▶ Estratto fornito:
============================================================
Bozza/scaletta
Nell’ultimo coordinamento, tenuto il 3 luglio a cui ha partecipato la segretaria Elly Schlein, ci eravamo lasciate con l’impegno a promuovere il percorso di rinnovamento Conferenza, tanto più necessario dopo il congresso costituente del PD.
Vi propongo di farlo in due fasi:
1. Oggi lanciamo campagna di adesione alla Conferenza, che si chiude il 31 dicembre. Per questo abbiamo predisposto un link su un’apposita pagina della conferenza, donnedem.it, che inauguriamo in questo modo e che sarà poi utilizzata dalla nuova Conferenza delle democratiche.
2. Diamo mandato al gruppo regole di ridefinire il regolamento per l’elezione della Portavoce nazionale e del coordinamento, definendo in particolare il rapporto tra delegate e voto su possibili piattaforme delle candidate, siano una o più di una. Riconvochiamo entro dicembre il coordinamento per approvare tale regolamento, eleggere la commissione congressuale e decidere i tempi delle assemblee regionali e di quella nazionale, presumibilmente gennaio/primi febbraio.
Abbiamo scelto link nazionale, donnedem.it che segnalerà ai territori le adesioni arrivate, per avere un’anagrafe trasparente e condivisa. Chiaramente questo non esclude la relazione ravvicinata, si può fare iscrizione insieme, per esempio usando il cellulare.
============================================================
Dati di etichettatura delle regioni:

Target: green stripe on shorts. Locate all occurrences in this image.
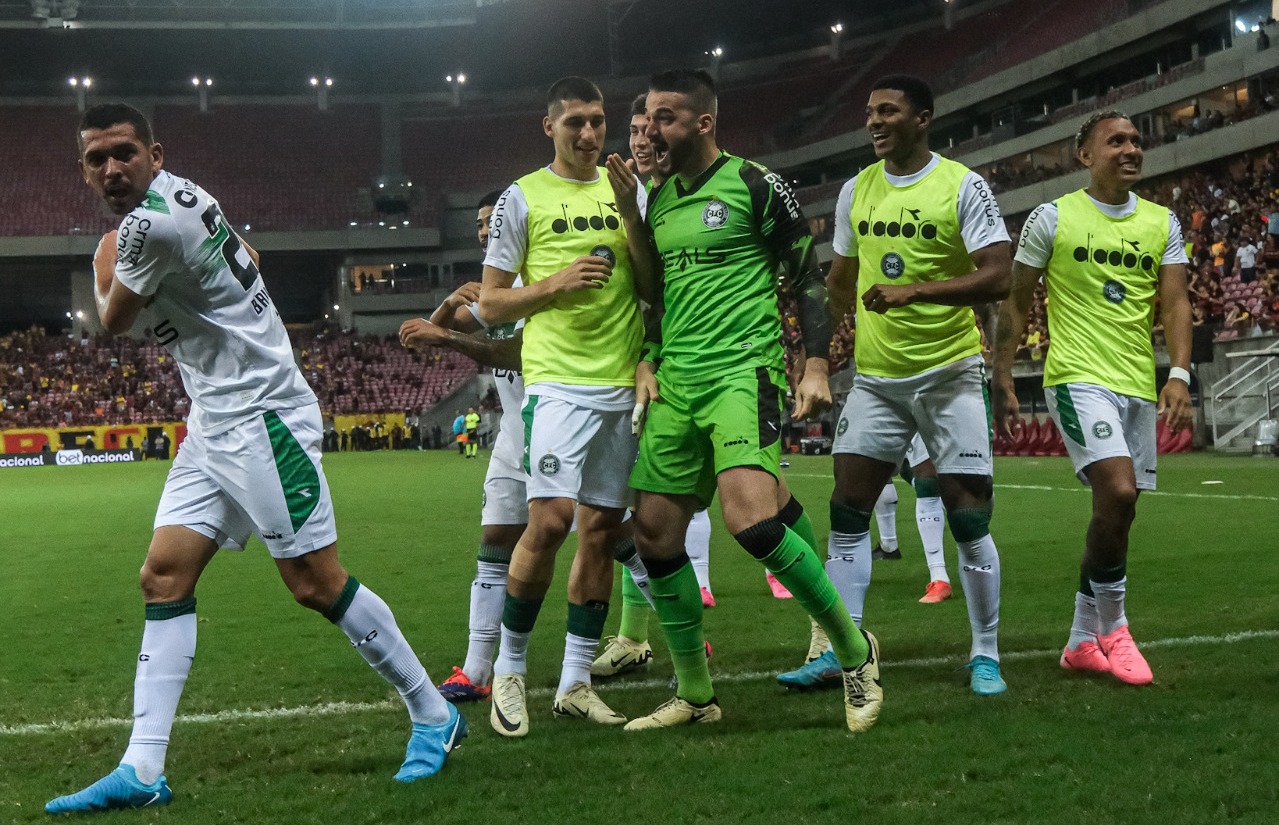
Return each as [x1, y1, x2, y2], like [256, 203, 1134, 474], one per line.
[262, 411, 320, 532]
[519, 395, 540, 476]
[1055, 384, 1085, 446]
============================================================
▶ Consegne:
a - Secondo la bozza, in quale data si chiude la campagna di adesione alla Conferenza?
b - Riscrivi il passo della bozza da "Abbiamo scelto link" a "usando il cellulare.", sostituendo "cellulare" con "telefono".
c - Prosegui la bozza sul rinnovamento della Conferenza delle democratiche dal punto in cui si ferma.

▶ Risposte:
a - Il 31 dicembre.

b -
Abbiamo scelto link nazionale, donnedem.it che segnalerà ai territori le adesioni arrivate, per avere un’anagrafe trasparente e condivisa. Chiaramente questo non esclude la relazione ravvicinata, si può fare iscrizione insieme, per esempio usando il telefono.

c -
C’è stata una riunione promossa con l’organizzazione nazionale, con i segretari regionali, il responsabile nazionale dell’organizzazione Igor Taruffi e la coordinatrice della segreteria Marta Bonafoni, insieme alle portavoce regionali o le referenti della Conferenza. Abbiamo chiesto il sostegno organizzativo anche per rinnovare le vecchie adesioni e promuovere la campagna di adesioni tra le nuove iscritte al Pd. Ci saranno card per le adesioni e, come ho detto, una pagina autonoma.
Questi però non saranno, non potranno essere mesi di stasi, al contrario il percorso di adesione alla Conferenza non può non essere anche un percorso di iniziativa politica. Intanto perché le scelte del governo, la manovra di bilancio, lo rendono necessario.
Ma soprattutto quello che sta succedendo nel mondo ci chiede di essere in campo per la pace. Il mondo esplode, questo ci chiede di più di politica e di lettura delle crisi, di mobilitazione delle coscienze di fronte alla guerra, le vittime innocenti, il ritorno dell’odio.
E vanno anche rese visibili le ragioni della nostra opposizione a questo governo e quelle del nostro stare insieme.
Perché aderire a Conferenza?
Come e in che modo si rinnoverà sarà oggetto del dibattito congressuale, della piattaforma o delle piatteforme di chi si candiderà a dirigerla.
È stata una discontinuità importante l’elezione di una segretaria femminista, ha attratto nuove forze, ma sappiamo che non basta da sola. Serve un impegno, una chiara indicazione della centralità delle donne nella nostra proposta politica. Scelte che possiamo ribadire in documenti e volantini, ma che diventano credibili soprattutto nel nostro esserci concretamente al fianco delle donne e delle ragazze.
Vi propongo di farlo in particolare attorno a quattro questioni, che incrociano i punti che il PD ha indicato per l’estate militante, la battaglia per il salario minimo e la sanità, il percorso che porterà alla manifestazione dell’11 novembre.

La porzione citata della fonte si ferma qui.